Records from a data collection
=== Section Start ===
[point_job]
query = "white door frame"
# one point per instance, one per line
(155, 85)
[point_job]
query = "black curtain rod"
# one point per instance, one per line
=== Section End ===
→ **Prompt**: Copy out every record again, letter for letter.

→ **The completed task**:
[point_job]
query = "white door frame"
# one point per instance, one per line
(155, 85)
[point_job]
query = "black curtain rod"
# one point per instance, one per line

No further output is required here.